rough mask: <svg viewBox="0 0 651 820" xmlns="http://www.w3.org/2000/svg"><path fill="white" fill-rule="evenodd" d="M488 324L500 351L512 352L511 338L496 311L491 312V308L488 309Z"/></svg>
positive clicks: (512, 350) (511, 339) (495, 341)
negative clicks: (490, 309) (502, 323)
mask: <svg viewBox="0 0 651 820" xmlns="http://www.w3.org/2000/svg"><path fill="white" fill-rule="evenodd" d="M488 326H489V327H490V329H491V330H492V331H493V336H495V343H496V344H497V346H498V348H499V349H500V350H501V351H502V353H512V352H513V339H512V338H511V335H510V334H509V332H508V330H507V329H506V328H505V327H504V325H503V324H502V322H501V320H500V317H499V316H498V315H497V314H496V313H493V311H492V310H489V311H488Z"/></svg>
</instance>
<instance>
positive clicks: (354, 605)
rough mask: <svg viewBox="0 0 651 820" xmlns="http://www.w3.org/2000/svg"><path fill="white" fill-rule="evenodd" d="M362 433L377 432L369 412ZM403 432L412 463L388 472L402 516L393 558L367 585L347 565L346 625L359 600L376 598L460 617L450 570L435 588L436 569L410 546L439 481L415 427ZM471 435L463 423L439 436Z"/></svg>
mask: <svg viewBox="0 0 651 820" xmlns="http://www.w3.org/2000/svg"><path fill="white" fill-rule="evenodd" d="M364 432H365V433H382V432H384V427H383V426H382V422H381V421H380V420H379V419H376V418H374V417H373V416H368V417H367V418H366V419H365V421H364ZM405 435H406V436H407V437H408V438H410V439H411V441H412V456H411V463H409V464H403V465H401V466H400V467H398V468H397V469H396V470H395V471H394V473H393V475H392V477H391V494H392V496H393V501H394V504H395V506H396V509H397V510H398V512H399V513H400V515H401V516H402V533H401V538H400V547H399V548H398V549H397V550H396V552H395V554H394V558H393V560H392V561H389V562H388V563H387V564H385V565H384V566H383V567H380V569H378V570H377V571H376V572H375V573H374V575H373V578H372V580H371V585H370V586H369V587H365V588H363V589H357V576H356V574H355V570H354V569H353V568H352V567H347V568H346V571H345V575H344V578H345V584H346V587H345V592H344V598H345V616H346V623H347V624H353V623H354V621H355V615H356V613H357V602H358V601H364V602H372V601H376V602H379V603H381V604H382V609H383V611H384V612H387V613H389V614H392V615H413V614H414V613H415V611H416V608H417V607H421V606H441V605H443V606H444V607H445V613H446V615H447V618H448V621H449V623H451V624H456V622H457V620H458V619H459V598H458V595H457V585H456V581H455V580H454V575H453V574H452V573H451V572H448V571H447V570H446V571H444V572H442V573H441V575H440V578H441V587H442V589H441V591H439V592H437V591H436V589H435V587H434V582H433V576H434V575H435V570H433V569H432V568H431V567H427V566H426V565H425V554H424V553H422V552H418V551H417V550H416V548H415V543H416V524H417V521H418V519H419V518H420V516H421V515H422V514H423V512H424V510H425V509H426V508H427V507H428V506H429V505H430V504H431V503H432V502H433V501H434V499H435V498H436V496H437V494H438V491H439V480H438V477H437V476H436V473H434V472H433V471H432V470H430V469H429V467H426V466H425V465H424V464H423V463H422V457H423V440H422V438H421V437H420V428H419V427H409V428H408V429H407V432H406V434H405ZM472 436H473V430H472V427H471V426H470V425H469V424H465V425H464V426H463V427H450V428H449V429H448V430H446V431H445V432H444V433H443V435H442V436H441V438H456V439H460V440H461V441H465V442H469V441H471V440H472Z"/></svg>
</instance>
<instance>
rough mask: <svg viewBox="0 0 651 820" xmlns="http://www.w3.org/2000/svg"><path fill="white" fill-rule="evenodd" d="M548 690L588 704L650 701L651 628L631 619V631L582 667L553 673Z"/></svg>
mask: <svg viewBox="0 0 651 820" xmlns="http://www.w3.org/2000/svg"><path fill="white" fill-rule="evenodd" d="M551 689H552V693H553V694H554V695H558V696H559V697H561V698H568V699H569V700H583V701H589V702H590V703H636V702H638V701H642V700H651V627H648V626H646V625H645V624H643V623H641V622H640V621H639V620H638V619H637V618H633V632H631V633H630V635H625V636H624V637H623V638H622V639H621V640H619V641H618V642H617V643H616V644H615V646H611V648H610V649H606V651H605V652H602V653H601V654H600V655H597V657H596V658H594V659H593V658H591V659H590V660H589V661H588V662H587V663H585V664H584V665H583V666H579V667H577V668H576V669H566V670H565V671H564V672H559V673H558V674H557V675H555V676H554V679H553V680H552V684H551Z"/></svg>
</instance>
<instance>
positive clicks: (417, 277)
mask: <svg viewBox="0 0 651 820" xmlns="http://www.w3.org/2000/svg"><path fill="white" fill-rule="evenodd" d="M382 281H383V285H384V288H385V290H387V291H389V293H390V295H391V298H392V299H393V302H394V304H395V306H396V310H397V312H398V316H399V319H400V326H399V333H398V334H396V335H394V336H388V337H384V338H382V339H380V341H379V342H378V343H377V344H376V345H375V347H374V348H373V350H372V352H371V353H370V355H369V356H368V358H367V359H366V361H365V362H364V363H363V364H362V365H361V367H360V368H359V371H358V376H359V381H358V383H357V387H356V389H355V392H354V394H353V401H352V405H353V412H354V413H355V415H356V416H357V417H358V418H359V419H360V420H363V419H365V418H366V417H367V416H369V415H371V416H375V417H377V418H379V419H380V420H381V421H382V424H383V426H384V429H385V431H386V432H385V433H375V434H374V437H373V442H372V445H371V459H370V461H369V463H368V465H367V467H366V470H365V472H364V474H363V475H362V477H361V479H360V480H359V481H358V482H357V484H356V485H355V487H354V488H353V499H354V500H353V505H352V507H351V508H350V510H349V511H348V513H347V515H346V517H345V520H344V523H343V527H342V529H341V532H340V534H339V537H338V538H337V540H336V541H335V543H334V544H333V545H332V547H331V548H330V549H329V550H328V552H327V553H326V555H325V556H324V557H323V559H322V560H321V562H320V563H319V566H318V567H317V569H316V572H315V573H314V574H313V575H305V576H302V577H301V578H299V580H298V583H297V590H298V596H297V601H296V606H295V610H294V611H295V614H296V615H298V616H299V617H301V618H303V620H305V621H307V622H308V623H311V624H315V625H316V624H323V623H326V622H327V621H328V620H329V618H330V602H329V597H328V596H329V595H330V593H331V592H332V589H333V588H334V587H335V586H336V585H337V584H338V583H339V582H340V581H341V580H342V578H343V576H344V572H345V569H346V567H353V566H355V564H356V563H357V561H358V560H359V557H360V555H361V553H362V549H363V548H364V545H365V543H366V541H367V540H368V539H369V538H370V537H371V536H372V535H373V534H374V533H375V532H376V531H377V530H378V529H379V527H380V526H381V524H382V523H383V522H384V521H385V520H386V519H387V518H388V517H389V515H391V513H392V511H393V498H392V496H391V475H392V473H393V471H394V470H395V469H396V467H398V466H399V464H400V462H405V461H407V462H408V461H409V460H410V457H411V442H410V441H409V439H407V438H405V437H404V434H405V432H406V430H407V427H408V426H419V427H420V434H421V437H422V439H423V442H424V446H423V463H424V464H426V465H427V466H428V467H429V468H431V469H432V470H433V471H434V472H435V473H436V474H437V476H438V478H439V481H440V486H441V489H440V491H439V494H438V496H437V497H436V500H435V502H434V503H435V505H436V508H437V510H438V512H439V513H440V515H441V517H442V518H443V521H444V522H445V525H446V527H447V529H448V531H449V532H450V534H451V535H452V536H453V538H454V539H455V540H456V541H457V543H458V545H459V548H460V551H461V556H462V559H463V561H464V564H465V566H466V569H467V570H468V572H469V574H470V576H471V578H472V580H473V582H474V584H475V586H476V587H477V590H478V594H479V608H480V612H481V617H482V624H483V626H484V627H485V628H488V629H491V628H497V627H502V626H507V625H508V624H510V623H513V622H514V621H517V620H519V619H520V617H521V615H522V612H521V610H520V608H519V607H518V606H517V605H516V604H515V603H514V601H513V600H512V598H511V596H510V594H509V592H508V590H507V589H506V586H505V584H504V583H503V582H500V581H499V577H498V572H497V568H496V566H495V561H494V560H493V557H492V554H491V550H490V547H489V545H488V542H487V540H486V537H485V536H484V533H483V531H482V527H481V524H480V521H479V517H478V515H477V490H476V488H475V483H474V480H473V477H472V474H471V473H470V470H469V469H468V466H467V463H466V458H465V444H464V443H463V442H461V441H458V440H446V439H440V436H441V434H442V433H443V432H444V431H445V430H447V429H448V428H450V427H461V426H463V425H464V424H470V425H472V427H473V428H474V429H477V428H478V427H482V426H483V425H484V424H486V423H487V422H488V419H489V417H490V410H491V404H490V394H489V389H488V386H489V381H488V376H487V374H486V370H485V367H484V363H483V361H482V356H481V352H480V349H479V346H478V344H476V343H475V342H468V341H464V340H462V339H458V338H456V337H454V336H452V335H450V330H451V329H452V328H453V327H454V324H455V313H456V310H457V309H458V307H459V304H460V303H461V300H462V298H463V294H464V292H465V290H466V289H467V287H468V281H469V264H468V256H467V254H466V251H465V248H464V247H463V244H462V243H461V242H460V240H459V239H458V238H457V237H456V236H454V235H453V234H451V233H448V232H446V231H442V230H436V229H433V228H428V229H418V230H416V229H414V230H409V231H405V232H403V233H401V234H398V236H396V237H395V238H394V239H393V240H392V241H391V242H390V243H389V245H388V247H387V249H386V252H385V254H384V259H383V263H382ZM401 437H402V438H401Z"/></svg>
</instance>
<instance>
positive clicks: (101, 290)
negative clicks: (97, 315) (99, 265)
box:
************
The problem
Everything from the first line of the data through the line containing "positive clicks: (354, 605)" should be echoed exactly. Add nothing.

Response below
rough mask: <svg viewBox="0 0 651 820" xmlns="http://www.w3.org/2000/svg"><path fill="white" fill-rule="evenodd" d="M488 324L500 351L512 352L511 338L496 311L491 312V308L488 309Z"/></svg>
positive clicks: (512, 350) (511, 339) (495, 341)
negative clicks: (490, 309) (502, 323)
mask: <svg viewBox="0 0 651 820" xmlns="http://www.w3.org/2000/svg"><path fill="white" fill-rule="evenodd" d="M488 326H489V327H490V329H491V330H492V331H493V336H495V343H496V344H497V346H498V348H499V349H500V350H501V351H502V353H512V352H513V339H512V338H511V335H510V334H509V332H508V330H507V329H506V328H505V327H504V325H503V324H502V322H501V320H500V317H499V316H498V315H497V314H496V313H493V311H492V310H489V311H488Z"/></svg>
</instance>
<instance>
positive clicks: (354, 605)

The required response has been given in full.